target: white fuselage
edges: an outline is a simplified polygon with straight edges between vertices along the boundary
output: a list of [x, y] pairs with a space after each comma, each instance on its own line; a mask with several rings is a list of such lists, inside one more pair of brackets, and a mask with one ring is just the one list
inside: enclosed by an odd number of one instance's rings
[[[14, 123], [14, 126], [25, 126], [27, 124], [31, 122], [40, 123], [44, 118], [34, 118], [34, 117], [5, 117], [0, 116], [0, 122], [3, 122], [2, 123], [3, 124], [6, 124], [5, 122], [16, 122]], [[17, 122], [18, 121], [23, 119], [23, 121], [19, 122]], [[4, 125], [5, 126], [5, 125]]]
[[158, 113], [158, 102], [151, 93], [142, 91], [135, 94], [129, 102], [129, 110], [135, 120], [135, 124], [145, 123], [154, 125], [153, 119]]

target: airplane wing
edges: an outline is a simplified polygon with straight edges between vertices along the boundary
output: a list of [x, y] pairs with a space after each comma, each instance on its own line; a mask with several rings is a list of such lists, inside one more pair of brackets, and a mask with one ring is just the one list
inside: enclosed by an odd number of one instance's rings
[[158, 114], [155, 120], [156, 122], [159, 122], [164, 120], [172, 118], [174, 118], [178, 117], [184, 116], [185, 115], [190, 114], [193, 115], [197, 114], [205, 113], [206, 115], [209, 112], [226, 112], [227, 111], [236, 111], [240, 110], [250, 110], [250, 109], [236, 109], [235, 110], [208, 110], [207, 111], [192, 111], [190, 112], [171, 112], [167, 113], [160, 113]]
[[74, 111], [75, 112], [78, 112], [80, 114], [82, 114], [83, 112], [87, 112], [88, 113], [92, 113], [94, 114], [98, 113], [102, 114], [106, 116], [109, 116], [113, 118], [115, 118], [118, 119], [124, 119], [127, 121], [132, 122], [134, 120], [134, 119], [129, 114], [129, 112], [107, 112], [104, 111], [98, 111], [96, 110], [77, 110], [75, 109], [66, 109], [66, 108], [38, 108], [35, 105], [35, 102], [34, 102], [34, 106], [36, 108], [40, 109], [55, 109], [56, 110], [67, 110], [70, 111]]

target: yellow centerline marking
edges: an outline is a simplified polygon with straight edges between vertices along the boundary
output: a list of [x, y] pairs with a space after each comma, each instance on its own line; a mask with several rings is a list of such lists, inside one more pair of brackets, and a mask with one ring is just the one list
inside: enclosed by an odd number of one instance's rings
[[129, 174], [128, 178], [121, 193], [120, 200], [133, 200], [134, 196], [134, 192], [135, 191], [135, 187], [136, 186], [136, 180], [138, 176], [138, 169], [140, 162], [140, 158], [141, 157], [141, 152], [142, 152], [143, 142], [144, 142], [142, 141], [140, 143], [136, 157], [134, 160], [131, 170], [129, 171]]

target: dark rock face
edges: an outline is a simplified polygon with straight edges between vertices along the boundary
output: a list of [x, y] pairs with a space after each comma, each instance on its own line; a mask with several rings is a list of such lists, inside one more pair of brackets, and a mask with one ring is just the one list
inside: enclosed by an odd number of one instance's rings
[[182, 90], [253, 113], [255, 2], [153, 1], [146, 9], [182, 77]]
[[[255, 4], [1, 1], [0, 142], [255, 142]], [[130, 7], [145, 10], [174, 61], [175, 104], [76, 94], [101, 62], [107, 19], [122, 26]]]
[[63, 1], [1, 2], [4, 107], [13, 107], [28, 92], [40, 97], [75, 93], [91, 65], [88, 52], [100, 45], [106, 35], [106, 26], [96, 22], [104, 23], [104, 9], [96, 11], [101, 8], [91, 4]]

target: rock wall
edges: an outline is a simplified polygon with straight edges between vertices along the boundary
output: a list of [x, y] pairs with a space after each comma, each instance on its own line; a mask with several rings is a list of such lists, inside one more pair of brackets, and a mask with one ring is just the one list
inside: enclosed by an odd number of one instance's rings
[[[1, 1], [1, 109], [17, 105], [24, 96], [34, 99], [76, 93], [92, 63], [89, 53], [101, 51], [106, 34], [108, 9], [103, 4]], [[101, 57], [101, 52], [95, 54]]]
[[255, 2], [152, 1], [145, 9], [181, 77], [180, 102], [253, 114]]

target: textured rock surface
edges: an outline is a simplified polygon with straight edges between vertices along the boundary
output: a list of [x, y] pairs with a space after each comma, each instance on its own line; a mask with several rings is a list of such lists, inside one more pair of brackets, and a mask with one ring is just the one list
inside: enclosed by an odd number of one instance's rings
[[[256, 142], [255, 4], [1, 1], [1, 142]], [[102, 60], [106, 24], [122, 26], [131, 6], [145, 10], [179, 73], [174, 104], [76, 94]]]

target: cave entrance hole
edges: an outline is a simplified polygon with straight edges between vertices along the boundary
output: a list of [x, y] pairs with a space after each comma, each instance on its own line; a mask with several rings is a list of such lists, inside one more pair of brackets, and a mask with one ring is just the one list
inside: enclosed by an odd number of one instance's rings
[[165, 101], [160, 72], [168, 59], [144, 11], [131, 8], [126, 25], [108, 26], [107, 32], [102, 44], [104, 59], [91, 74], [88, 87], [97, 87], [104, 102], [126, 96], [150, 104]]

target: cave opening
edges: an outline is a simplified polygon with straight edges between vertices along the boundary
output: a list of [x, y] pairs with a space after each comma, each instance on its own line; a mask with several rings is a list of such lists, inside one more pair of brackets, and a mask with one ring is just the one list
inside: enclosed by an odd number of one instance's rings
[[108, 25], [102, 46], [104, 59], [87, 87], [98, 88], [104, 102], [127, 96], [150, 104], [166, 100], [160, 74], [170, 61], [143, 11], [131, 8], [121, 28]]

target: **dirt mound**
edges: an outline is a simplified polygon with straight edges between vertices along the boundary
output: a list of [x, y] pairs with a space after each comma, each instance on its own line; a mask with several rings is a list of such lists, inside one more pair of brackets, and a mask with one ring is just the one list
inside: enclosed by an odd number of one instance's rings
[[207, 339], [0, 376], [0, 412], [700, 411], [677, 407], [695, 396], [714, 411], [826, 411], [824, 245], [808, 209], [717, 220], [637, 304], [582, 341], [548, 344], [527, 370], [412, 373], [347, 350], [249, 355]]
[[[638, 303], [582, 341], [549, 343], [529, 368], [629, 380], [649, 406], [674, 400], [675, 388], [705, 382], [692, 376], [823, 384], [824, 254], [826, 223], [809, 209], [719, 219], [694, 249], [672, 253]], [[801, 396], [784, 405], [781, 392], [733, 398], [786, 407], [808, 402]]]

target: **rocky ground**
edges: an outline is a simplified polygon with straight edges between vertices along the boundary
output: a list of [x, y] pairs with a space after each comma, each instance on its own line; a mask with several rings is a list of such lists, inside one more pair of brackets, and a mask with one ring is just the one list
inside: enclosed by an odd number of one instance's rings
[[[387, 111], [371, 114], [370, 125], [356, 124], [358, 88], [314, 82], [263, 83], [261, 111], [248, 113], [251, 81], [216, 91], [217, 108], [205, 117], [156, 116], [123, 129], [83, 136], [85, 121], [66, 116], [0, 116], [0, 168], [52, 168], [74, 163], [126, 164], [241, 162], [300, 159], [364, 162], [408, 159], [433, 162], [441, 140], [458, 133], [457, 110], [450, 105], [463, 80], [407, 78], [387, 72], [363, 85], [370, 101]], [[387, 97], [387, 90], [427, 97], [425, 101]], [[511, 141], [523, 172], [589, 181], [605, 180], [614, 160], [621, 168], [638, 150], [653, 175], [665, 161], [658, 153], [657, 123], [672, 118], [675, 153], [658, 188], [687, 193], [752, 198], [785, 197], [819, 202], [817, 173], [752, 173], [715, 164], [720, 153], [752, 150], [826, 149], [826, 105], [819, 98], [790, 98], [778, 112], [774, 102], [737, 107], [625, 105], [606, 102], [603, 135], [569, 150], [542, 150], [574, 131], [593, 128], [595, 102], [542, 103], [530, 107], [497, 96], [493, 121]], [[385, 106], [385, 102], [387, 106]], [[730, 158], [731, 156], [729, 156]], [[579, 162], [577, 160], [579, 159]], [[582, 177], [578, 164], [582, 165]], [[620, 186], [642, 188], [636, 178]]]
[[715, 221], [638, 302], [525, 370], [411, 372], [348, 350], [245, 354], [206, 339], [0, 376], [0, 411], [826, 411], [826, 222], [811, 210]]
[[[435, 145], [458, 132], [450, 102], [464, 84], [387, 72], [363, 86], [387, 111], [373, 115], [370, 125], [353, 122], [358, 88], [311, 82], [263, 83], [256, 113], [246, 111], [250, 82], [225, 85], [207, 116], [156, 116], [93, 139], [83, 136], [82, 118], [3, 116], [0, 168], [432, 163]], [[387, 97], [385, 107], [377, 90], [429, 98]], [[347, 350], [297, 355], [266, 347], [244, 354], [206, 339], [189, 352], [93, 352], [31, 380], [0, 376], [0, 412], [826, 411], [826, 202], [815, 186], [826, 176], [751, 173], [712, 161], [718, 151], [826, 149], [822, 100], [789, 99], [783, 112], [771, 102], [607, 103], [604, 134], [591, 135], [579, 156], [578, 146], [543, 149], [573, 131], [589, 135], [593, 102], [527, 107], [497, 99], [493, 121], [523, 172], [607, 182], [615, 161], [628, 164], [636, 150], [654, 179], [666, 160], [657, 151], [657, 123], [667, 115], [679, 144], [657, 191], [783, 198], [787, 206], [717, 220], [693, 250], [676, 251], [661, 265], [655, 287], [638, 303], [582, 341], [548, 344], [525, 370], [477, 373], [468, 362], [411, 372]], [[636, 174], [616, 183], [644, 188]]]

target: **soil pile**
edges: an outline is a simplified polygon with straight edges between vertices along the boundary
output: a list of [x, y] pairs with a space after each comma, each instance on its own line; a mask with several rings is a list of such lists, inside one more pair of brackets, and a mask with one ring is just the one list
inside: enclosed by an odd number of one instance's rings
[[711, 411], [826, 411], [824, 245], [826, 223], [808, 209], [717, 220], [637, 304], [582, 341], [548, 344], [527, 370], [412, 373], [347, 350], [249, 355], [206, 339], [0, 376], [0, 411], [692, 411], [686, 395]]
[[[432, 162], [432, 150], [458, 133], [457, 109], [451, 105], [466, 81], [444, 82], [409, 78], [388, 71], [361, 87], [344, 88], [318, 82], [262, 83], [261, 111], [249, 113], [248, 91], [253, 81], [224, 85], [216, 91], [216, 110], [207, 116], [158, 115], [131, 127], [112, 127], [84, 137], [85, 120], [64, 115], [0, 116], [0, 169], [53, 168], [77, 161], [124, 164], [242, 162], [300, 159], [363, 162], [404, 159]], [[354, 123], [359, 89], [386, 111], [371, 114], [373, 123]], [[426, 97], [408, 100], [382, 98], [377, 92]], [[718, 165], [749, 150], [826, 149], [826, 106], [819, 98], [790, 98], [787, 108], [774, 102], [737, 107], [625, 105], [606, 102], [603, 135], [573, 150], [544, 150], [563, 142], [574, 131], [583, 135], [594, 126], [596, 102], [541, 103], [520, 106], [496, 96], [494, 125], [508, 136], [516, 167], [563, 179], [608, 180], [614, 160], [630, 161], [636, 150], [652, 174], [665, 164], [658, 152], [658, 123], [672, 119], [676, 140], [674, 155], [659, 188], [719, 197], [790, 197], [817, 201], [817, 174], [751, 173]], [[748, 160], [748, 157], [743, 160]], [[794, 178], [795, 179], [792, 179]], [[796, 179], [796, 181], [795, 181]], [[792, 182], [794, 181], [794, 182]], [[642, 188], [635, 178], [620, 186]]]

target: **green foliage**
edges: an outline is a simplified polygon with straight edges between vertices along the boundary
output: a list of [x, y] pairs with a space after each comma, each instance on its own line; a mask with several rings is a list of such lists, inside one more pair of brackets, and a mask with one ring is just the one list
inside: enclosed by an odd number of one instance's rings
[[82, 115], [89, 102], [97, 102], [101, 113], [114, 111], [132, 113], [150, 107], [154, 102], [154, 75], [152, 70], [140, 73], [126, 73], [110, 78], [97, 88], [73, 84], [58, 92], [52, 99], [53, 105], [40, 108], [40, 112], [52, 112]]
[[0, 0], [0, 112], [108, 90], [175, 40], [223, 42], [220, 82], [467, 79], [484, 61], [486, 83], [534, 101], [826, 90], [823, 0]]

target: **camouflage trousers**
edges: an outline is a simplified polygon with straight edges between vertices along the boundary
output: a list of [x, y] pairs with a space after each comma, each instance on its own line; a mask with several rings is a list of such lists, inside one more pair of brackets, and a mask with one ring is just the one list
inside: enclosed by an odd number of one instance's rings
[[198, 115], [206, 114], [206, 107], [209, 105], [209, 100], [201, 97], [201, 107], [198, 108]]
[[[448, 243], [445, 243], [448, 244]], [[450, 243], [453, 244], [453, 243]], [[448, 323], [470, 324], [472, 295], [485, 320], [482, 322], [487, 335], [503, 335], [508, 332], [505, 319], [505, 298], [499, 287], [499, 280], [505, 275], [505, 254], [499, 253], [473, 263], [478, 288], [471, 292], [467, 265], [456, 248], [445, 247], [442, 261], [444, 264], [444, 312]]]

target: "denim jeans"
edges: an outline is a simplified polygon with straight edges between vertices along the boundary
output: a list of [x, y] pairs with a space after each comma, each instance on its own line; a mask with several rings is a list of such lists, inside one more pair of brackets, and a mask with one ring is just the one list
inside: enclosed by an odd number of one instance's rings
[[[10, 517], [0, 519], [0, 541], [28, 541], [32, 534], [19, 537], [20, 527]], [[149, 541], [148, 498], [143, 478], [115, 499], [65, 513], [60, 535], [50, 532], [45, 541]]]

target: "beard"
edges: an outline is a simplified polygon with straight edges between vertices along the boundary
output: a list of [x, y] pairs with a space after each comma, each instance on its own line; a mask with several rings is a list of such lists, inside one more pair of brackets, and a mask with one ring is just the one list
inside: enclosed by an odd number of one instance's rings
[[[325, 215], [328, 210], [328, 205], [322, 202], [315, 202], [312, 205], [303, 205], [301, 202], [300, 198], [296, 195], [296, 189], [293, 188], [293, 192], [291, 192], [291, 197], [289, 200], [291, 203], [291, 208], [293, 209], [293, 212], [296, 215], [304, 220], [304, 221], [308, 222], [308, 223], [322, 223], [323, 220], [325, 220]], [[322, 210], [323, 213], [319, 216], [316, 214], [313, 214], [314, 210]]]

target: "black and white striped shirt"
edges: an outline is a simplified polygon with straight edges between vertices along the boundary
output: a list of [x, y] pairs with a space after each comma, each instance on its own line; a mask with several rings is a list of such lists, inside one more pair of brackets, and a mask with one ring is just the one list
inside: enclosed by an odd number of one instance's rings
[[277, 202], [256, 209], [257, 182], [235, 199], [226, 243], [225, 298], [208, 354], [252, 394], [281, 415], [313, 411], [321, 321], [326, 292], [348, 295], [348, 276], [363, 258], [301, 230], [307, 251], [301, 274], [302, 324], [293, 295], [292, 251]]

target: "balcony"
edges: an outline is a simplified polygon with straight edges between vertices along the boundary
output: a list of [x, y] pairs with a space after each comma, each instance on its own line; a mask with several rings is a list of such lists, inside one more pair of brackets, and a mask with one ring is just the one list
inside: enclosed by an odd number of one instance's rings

※

__YOUR GOAL__: Rewrite the records as a numbered list, starting at their first line and continuing up to and including the line that contains "125], [153, 119]]". Leave out any blank lines.

__EXERCISE OUTPUT__:
1. target: white fuselage
2. edges: an outline is a simplified polygon with straight edges between vertices along the boundary
3. output: a list of [x, y] pairs with a space after each comma, each instance on its own line; a mask with several rings is a list of such lists, inside one more pair of brackets, and a mask with one ring is just the one list
4. inside: enclosed by an odd number of one instance's rings
5. [[[14, 123], [14, 126], [25, 126], [27, 124], [31, 122], [40, 123], [44, 118], [34, 118], [34, 117], [5, 117], [0, 116], [0, 122], [3, 122], [2, 123], [3, 124], [6, 124], [5, 122], [16, 122]], [[17, 122], [18, 121], [23, 119], [23, 121], [19, 122]], [[4, 125], [5, 126], [5, 125]]]
6. [[158, 113], [158, 102], [151, 93], [142, 91], [135, 94], [129, 102], [129, 110], [135, 120], [135, 124], [145, 123], [154, 125], [153, 119]]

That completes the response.